Chiesa Sant'Anselmo all'Aventino: Santa Messa (11 novembre 2025)

Data: Tue, 11 Nov 2025 17:00:00 +0100 leggi alla fonte

«Tu sei Pietro, e su questa pietra edificherò la mia Chiesa» (Mt 16,18).
Cari fratelli e sorelle, abbiamo ascoltato queste parole di Gesù mentre ricordiamo il 125° anniversario della Dedicazione di questa chiesa, fortemente voluta da Papa Leone XIII, che ne promosse la costruzione.

Nelle sue intenzioni tale edificazione, assieme a quella del Collegio internazionale annesso, doveva contribuire a un potenziamento della presenza benedettina nella Chiesa e nel mondo, attraverso una sempre maggiore unità all’interno della Confederazione Benedettina, scopo per cui fu introdotto anche l’Ufficio dell’Abate Primate.

- [Parti dell'esercizio]
a) Quale anniversario si ricorda nel testo sulla chiesa di Sant'Anselmo?
b) Riporta il passo del testo sulla chiesa di Sant'Anselmo compreso tra "Nelle sue intenzioni" e "l’Ufficio dell’Abate Primate.", estremi inclusi.
Il materiale che segue proviene da un'altra fonte.

- [Materiale fornito]
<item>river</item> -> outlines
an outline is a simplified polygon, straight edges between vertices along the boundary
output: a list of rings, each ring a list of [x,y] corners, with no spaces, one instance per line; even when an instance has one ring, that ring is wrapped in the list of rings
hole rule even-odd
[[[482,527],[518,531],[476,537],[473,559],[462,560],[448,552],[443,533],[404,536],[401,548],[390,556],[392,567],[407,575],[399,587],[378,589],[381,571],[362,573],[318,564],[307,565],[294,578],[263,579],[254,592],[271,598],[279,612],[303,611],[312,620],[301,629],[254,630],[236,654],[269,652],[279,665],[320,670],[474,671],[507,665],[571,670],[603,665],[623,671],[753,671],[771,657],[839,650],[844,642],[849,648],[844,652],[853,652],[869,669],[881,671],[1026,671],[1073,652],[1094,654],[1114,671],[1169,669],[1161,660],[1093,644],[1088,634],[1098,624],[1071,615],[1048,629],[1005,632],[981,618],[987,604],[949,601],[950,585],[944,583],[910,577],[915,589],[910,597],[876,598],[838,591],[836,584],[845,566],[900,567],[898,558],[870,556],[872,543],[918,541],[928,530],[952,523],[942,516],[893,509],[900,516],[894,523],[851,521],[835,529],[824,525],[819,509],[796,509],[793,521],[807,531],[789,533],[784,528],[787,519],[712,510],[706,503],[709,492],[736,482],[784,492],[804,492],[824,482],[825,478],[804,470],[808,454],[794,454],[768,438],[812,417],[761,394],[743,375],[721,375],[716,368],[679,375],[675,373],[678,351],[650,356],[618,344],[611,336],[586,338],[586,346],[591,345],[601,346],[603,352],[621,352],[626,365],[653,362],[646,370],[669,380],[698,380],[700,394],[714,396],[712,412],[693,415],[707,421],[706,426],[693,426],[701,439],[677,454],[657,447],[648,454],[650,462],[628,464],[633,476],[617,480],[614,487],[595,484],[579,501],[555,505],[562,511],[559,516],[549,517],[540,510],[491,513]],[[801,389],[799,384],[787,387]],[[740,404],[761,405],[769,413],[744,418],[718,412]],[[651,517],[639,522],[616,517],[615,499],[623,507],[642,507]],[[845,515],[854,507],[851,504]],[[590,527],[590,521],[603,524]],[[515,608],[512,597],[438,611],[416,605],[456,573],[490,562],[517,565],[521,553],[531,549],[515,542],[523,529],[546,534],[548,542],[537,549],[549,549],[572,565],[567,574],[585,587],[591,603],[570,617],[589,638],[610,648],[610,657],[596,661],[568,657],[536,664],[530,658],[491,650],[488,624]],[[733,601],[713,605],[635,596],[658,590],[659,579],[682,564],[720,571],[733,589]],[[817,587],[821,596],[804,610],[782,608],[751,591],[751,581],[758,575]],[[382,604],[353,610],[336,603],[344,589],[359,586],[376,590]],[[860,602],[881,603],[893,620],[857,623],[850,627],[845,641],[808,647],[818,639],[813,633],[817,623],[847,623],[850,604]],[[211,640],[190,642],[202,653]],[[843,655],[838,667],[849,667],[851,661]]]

- [Risposte alle consegne]
a) Il 125° anniversario della Dedicazione della chiesa.

b)
Nelle sue intenzioni tale edificazione, assieme a quella del Collegio internazionale annesso, doveva contribuire a un potenziamento della presenza benedettina nella Chiesa e nel mondo, attraverso una sempre maggiore unità all’interno della Confederazione Benedettina, scopo per cui fu introdotto anche l’Ufficio dell’Abate Primate.